- **Text shown**:

^^^^

That problem has a lot to do with modern fuel, especially with ethanol. The fuel today is much more volatile and it can evaporate out of the carb when the boat sits, especially if it is more than a few days. You need to turn over for a bit in order to allow the fuel pump to refil the carb before there is anything there to prime with.

The only real solution I know if is an electric fuel pump which pumps quicker than a mechanical one when the starter is engaged, or manually filling the bowl which is a pain.

To deal with the problem as is, crank the engine over with the throttle closed without any throttle pumping for a bit. Experience will eventually tell you how long it takes, but I try not to turn it over for too long without a rest because starters do not have cooling provisions. Maybe a couple of 10 second bursts.

^^^^

- **Provided records**:
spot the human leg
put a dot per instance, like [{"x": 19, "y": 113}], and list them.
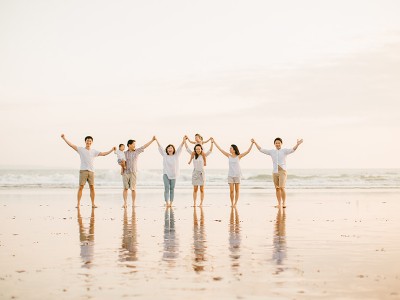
[
  {"x": 133, "y": 197},
  {"x": 283, "y": 194},
  {"x": 172, "y": 189},
  {"x": 79, "y": 195},
  {"x": 237, "y": 188},
  {"x": 166, "y": 189},
  {"x": 92, "y": 195},
  {"x": 278, "y": 196},
  {"x": 125, "y": 196},
  {"x": 195, "y": 189},
  {"x": 201, "y": 195},
  {"x": 231, "y": 192}
]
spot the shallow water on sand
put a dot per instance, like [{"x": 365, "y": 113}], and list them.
[{"x": 326, "y": 244}]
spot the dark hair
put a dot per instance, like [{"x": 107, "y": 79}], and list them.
[
  {"x": 236, "y": 149},
  {"x": 195, "y": 153},
  {"x": 130, "y": 142},
  {"x": 168, "y": 147}
]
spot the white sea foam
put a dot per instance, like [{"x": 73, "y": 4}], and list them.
[{"x": 303, "y": 179}]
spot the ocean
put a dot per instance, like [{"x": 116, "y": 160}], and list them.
[{"x": 252, "y": 179}]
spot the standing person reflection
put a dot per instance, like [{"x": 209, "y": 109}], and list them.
[
  {"x": 199, "y": 241},
  {"x": 234, "y": 238},
  {"x": 129, "y": 238},
  {"x": 279, "y": 242},
  {"x": 171, "y": 244},
  {"x": 86, "y": 237}
]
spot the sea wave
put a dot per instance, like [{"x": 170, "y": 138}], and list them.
[{"x": 254, "y": 179}]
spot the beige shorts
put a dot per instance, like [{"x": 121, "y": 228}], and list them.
[
  {"x": 86, "y": 176},
  {"x": 279, "y": 178},
  {"x": 233, "y": 179},
  {"x": 129, "y": 181}
]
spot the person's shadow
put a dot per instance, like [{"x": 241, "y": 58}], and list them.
[
  {"x": 199, "y": 241},
  {"x": 129, "y": 247},
  {"x": 234, "y": 238},
  {"x": 86, "y": 237},
  {"x": 279, "y": 240},
  {"x": 171, "y": 244}
]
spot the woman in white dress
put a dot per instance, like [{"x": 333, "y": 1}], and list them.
[
  {"x": 235, "y": 173},
  {"x": 198, "y": 175},
  {"x": 170, "y": 169}
]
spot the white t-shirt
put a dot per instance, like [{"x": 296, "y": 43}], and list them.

^^^^

- **Actions to take**:
a) In the boat engine text, why shouldn't the engine be turned over for too long without a rest?
b) Repeat the part of the boat engine text that opens with the words containing "That problem has" and closes with "10 second bursts.".

- **Replies**:
a) Starters do not have cooling provisions.

b)
That problem has a lot to do with modern fuel, especially with ethanol. The fuel today is much more volatile and it can evaporate out of the carb when the boat sits, especially if it is more than a few days. You need to turn over for a bit in order to allow the fuel pump to refil the carb before there is anything there to prime with.

The only real solution I know if is an electric fuel pump which pumps quicker than a mechanical one when the starter is engaged, or manually filling the bowl which is a pain.

To deal with the problem as is, crank the engine over with the throttle closed without any throttle pumping for a bit. Experience will eventually tell you how long it takes, but I try not to turn it over for too long without a rest because starters do not have cooling provisions. Maybe a couple of 10 second bursts.